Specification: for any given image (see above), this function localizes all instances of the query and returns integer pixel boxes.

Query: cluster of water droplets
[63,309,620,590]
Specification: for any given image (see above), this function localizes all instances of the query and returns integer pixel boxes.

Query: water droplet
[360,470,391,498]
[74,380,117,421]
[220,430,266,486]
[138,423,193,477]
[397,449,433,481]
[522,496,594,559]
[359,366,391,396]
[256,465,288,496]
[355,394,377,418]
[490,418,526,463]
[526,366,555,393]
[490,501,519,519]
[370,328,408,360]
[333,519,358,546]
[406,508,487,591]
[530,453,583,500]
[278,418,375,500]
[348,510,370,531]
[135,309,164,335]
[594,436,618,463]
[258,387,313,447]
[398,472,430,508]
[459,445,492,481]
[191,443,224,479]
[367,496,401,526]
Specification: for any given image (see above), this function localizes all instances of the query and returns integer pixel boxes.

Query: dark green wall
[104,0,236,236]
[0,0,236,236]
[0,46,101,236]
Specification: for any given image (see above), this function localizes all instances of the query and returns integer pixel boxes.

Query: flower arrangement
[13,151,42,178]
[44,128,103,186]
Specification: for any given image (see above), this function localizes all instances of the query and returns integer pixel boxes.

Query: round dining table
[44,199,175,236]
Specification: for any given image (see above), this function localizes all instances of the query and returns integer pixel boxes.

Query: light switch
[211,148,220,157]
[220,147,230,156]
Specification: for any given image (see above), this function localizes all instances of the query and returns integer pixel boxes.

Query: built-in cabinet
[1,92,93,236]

Aim = Rewrite the lines above, changing every "localizes" to "detects" and leaving the rest the same.

The result =
Specification: for any given image (see above), this function detects all instances of the query and returns integer pixel boxes.

Query: cluster of water droplets
[63,309,620,590]
Specification: for any given image (see above), this function detects all instances of the query and returns integer pixel boxes.

Query: water droplet
[360,470,391,498]
[74,380,117,421]
[220,430,266,486]
[138,423,193,477]
[397,449,433,481]
[522,496,594,559]
[359,366,391,396]
[256,465,288,496]
[355,394,377,418]
[490,418,526,463]
[526,366,555,393]
[490,501,519,519]
[370,328,408,360]
[333,519,358,546]
[406,508,487,591]
[530,453,583,500]
[278,418,375,500]
[348,510,370,531]
[135,309,164,335]
[594,436,618,463]
[258,387,313,447]
[398,472,430,508]
[459,445,492,481]
[191,443,224,479]
[367,496,401,526]
Specification: for any given image (see above), this function detects all instances of the query and returns integer pixel boxes.

Query: dark green wall
[104,0,236,236]
[0,0,236,236]
[0,46,101,236]
Specification: for any given image (see above), this function detects all instances of the query and returns integer pixel boxes.

Query: flower arrangement
[13,151,42,178]
[44,128,103,186]
Specification: for any given image (see above), this function detects all instances of the query and returns integer pixel boxes.

Query: round dining table
[44,199,175,236]
Specification: for any given image (see above), this function detects all instances of the query and returns integer pixel boxes.

Query: light switch
[211,148,220,157]
[220,147,230,156]
Specification: for any given image (see above), this function detects all instances of the query and returns integer pixel boxes.

Query: built-in cabinet
[1,92,93,236]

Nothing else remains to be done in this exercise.